→ **Goal of the exercise**
Copy out the items below, starting at the line containing "Could you please locate the elderly" and ending at the line containing "xmin=832 ymin=340 xmax=922 ymax=433", with the requests included. Shift every box coordinate in the answers up by 52.

→ **Data provided**
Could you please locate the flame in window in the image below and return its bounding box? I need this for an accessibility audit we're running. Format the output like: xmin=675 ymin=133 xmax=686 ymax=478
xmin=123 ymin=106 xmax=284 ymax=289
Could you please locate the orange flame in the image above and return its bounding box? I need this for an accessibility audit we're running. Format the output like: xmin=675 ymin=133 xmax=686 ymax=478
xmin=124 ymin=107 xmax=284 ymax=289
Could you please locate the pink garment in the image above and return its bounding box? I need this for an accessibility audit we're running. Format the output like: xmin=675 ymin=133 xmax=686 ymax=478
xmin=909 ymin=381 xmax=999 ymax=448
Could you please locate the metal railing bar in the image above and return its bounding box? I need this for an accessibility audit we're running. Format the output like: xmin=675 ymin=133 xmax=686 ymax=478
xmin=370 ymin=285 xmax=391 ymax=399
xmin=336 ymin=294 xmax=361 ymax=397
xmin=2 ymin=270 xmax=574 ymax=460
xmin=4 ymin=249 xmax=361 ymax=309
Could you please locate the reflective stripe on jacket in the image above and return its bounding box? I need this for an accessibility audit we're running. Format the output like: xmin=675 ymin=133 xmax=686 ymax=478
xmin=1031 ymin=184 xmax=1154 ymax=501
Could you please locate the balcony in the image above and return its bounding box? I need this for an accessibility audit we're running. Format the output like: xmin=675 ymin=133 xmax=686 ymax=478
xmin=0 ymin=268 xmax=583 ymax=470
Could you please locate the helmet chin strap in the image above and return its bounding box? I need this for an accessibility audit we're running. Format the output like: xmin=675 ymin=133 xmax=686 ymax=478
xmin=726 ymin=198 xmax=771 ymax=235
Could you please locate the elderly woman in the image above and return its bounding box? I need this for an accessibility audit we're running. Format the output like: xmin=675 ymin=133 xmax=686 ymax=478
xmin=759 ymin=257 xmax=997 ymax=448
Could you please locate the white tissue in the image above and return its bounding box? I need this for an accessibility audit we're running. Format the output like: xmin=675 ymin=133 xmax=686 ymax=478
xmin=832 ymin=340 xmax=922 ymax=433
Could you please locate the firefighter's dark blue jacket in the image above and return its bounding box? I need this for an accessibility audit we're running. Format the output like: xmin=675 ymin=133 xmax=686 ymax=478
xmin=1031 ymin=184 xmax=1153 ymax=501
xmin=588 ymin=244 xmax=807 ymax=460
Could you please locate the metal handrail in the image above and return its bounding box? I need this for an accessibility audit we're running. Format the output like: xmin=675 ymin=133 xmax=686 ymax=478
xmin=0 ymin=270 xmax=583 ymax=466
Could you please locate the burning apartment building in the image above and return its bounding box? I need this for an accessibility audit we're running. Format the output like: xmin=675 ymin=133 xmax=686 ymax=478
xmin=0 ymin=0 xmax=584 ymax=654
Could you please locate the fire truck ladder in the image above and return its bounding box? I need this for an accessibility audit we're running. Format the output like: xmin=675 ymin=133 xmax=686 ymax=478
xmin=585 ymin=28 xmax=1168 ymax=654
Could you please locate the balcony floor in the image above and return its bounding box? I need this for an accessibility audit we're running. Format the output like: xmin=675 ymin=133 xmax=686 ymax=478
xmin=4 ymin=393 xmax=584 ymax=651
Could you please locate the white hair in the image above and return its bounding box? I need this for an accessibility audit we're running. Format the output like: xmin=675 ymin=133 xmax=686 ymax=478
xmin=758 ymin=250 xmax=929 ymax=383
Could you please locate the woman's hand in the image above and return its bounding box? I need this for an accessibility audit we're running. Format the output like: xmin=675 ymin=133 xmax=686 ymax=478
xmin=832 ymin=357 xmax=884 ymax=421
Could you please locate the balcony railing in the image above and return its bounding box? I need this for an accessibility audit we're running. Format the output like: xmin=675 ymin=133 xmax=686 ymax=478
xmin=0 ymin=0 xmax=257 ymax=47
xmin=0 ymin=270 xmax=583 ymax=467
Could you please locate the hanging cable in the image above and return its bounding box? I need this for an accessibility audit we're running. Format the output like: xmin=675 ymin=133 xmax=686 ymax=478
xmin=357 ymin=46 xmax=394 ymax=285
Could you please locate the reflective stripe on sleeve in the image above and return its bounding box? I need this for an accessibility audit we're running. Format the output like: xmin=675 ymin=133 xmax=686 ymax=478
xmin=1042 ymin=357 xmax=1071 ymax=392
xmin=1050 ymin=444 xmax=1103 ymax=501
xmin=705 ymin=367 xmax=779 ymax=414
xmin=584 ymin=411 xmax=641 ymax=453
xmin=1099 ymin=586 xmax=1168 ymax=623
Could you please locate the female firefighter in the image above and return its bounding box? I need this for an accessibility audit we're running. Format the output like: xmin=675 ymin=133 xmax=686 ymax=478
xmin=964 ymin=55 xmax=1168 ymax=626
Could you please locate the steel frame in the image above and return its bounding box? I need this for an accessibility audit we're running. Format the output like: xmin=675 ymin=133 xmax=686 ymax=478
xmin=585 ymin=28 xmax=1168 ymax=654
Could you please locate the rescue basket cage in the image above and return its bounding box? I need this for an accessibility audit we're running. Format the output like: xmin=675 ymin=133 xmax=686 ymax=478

→ **Complete response**
Could you please locate the elderly woman in the image above and return its bounding box? I need this for an accessibility audit we're running. Format the output like: xmin=675 ymin=133 xmax=686 ymax=478
xmin=811 ymin=309 xmax=1049 ymax=500
Could you please locate the white tissue in the image above and return its bounding box? I need this for an accessibility audit we're running. Format the output like: xmin=675 ymin=133 xmax=686 ymax=478
xmin=884 ymin=392 xmax=974 ymax=485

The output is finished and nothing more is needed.